** DATA PROVIDED **
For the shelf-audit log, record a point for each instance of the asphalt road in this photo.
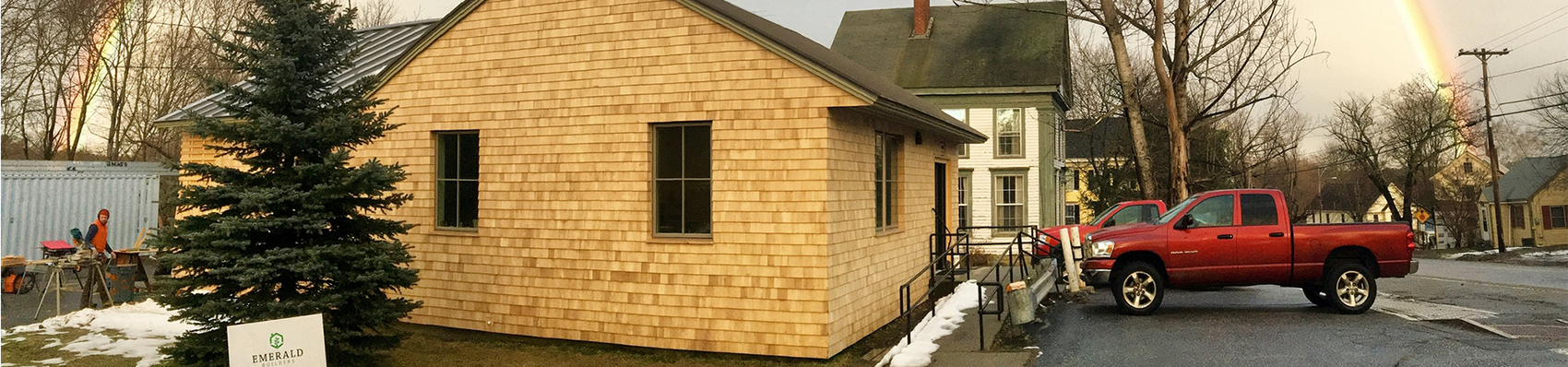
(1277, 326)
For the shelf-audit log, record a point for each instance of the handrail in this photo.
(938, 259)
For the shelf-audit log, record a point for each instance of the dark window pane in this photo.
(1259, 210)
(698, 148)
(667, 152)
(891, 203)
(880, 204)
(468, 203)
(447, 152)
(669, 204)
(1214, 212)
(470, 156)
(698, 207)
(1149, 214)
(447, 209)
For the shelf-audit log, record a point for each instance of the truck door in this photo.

** EXERCISE PROMPT **
Copy all the lines of data exactly as they appear, dropping any images.

** ANSWER TO THIS EXERCISE **
For the shelf-audit log, record a point for each instance of the asphalt road in this photo.
(1277, 326)
For the shelf-audit log, record a point for each instance of the handrail in this photo.
(938, 259)
For the shelf-audit log, record a point for each instance of the dark window pane in this photo.
(1259, 210)
(698, 148)
(667, 152)
(891, 203)
(880, 204)
(468, 203)
(447, 152)
(669, 204)
(1214, 212)
(470, 156)
(698, 207)
(1149, 214)
(447, 209)
For the shelf-audit log, record a point for each instance of the truck door in this photo.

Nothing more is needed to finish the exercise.